* **SET EXERCISE**
Each record below should be repeated precisely as written.

┌──

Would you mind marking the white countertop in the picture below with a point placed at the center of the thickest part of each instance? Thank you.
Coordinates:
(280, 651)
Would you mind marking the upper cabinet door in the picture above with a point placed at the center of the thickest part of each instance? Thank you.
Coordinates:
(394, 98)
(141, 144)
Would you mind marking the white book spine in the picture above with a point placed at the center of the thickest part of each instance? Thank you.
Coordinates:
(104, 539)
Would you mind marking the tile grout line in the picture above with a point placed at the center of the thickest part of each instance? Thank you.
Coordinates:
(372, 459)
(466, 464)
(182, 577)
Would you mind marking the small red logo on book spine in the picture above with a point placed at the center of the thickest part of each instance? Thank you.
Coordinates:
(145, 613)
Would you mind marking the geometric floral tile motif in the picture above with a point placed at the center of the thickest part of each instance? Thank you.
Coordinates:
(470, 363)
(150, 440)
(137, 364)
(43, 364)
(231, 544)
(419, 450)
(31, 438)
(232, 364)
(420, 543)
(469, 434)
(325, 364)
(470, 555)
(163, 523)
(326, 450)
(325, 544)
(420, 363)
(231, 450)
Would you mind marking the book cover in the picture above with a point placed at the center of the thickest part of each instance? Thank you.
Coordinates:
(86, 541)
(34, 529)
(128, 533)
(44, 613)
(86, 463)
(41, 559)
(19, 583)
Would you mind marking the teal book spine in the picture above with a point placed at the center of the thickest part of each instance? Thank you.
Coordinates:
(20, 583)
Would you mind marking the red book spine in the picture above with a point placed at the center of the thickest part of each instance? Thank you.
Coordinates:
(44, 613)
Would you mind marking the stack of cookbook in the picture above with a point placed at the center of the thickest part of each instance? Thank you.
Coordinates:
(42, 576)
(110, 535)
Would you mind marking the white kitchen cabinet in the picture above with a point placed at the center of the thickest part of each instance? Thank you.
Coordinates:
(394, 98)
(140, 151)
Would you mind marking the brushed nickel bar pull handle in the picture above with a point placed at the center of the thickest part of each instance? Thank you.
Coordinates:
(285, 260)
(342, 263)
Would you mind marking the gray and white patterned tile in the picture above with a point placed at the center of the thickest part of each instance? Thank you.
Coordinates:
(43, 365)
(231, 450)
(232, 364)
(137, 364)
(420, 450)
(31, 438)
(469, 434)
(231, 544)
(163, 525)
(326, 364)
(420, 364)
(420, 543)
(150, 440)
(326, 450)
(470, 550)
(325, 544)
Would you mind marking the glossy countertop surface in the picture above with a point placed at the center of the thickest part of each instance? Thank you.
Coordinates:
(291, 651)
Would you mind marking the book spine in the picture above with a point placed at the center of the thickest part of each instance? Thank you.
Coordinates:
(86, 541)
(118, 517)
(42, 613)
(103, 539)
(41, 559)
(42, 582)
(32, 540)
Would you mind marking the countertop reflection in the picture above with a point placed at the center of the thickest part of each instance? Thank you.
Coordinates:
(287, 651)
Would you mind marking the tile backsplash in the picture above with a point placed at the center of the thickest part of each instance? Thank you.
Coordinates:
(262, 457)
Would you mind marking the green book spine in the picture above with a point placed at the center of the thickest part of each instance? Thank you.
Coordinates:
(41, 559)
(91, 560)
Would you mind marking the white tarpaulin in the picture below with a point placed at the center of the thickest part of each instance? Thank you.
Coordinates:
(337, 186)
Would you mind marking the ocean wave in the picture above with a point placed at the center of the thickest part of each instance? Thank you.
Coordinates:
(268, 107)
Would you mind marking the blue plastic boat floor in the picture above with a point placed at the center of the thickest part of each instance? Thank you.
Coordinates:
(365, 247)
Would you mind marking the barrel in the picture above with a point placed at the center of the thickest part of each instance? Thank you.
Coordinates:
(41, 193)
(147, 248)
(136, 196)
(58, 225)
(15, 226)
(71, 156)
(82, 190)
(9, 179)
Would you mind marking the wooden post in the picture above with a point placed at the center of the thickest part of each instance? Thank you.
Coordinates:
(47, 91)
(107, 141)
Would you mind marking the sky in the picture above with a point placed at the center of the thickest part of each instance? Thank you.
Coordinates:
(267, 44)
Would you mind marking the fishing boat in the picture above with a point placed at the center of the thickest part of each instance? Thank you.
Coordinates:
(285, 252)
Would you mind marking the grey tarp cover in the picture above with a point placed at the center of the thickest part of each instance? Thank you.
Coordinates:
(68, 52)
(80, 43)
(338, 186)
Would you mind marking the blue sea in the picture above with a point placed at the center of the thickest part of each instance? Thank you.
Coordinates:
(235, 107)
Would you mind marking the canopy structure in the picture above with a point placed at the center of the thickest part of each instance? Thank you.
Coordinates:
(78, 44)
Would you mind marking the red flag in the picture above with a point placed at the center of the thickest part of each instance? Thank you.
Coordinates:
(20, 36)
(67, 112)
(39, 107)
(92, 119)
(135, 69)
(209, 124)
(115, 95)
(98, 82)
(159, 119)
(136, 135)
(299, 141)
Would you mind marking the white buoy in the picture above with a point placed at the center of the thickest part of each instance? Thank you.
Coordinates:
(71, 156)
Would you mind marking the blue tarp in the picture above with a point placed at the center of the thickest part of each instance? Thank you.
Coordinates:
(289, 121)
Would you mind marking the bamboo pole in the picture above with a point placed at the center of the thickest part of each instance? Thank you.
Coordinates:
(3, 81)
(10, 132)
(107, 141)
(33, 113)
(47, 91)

└──

* **CORRECT ANSWER**
Would you mind marking the white countertop in the picture below with a point placed at the center of the thickest part of each instance? Thank you.
Coordinates:
(280, 651)
Would you mind marking the upper cabinet door in the picture above with a point placed at the center of the thickest part of each instance? Thank you.
Coordinates:
(394, 98)
(141, 144)
Would you mind marking the white book spine in the picture above with a point placed at the center of the thickest part of each instance? Thank you.
Coordinates:
(104, 539)
Would you mind marking the tile grout line in the picture above with a point placed at the center of the thickest part of each instance? Thank you.
Coordinates:
(372, 459)
(466, 464)
(182, 577)
Would you mind marking the small red logo on book spine in the picture above with a point placed at the center of the thickest part of each instance? Thank you.
Coordinates:
(145, 613)
Would you mind marking the geometric floral tile motif in the picture above with a point placed at the center of the thickest part of each instance? Thank you.
Coordinates:
(470, 363)
(150, 440)
(137, 364)
(43, 364)
(231, 544)
(419, 450)
(31, 438)
(232, 364)
(420, 543)
(469, 434)
(325, 364)
(470, 555)
(163, 523)
(326, 450)
(325, 544)
(420, 363)
(231, 450)
Would you mind marking the book cover in the picture above with a point placed at the center of the thickest part of each instance? Thank you.
Coordinates:
(86, 541)
(34, 529)
(128, 533)
(44, 613)
(86, 463)
(41, 559)
(19, 583)
Would you mind marking the teal book spine in the picture above with a point placed at the center of the thickest part of each instance? Thank you.
Coordinates:
(20, 583)
Would you mind marking the red book spine in the picture above with a point placed at the center of the thickest part of each instance? Thank you.
Coordinates:
(44, 613)
Would you mind marking the stack of cookbook in the picture above with a point placed at the center of the thickest part of each instance? Thank you.
Coordinates:
(42, 576)
(110, 535)
Would you mind marking the white kitchen cabinet in the picture above with a point placed at the center of the thickest part of each instance? Thank you.
Coordinates:
(394, 98)
(140, 151)
Would you mind marking the brushed nickel bar pull handle in the picture above with a point placed at the center of the thickest part of each instance? Thank you.
Coordinates:
(285, 260)
(342, 263)
Would you mind marking the gray and white patterned tile in the picture above with a point placed at the center of the thickest part of each instance? Thank you.
Coordinates:
(43, 365)
(231, 450)
(232, 364)
(137, 364)
(420, 450)
(31, 438)
(469, 434)
(231, 544)
(163, 525)
(326, 364)
(420, 364)
(420, 543)
(150, 440)
(326, 450)
(470, 550)
(325, 544)
Would you mind marking the glossy countertop surface in the picture above with a point placed at the center of the thickest part of each instance? Thank you.
Coordinates:
(291, 651)
Would you mind marking the book spine in the picture above with a point placed at the center of the thickest part of each instance? Thank you.
Coordinates:
(86, 541)
(118, 517)
(42, 613)
(103, 539)
(41, 559)
(42, 582)
(32, 540)
Would you mind marking the countertop reflection in the picture above with a point placed at the center of the thickest part of each instance? Thank you.
Coordinates:
(287, 651)
Would you mind marking the tile backsplash in the picture above with a point placed at the center of the thickest part of each instance? Thank you.
Coordinates:
(262, 457)
Would you mind marking the green book spine in the picture above with a point placed at the center of the thickest part of each instance? Thank you.
Coordinates:
(41, 559)
(91, 560)
Would you mind marking the white tarpaulin in the picture below with a point placed at the center of the thickest part of each instance? Thank you.
Coordinates:
(337, 186)
Would you mind marking the ocean wave in the picture above with a point placed at the center of the thickest part of each instance? Thank you.
Coordinates:
(268, 107)
Would you mind marking the blue plastic boat floor in the picture above with a point placed at the center of the thickest part of each instance? Thank you.
Coordinates:
(365, 247)
Would you mind marking the barrel in the picture above with a point placed at the center of the thickest part of each instance? Thank you.
Coordinates:
(41, 193)
(147, 248)
(136, 196)
(58, 225)
(15, 226)
(71, 156)
(82, 190)
(9, 179)
Would you mind marking the wooden post in the picture above with a point placed at the center of the thickest part of each instance? Thank you.
Coordinates:
(47, 91)
(107, 141)
Would you mind marking the sky in the picture above with a point placed at the center of the thickest part of each instance? Thank you.
Coordinates:
(267, 44)
Would you mind marking the fishing boat in the picture above with a point placed at the center of the thickest part of each instance? Thank you.
Coordinates:
(285, 252)
Would you mind marking the grey tarp cover in the picture above with a point placed at the center of the thickest part of each instance? Thank you.
Coordinates:
(68, 52)
(80, 43)
(338, 186)
Would you mind marking the blue sea in the picture above with a point placed at the center of the thickest part of each instance? Thank you.
Coordinates:
(235, 107)
Would you mind marking the canopy structure in the picture above with a point placed at the center of the thickest part of each instance? Thank you.
Coordinates:
(78, 44)
Would you mind marking the red flag in the picture above with a point placed at the center of the thickest part of each instance? Thank you.
Coordinates:
(20, 36)
(67, 112)
(39, 107)
(92, 119)
(135, 69)
(209, 124)
(115, 95)
(98, 82)
(159, 119)
(136, 135)
(299, 141)
Would you mind marking the white buoy in the picture above with a point placed at the center of the thickest part of each instance? Thank you.
Coordinates:
(71, 156)
Would you mind marking the blue tarp in the picture above with a point placed at the center of the thickest part of each instance? Thank you.
Coordinates:
(289, 121)
Would you mind marking the bamboo pole in the picture above with a point placed at the center of the thickest part of each instance? Thank you.
Coordinates:
(3, 81)
(10, 132)
(107, 141)
(33, 113)
(47, 91)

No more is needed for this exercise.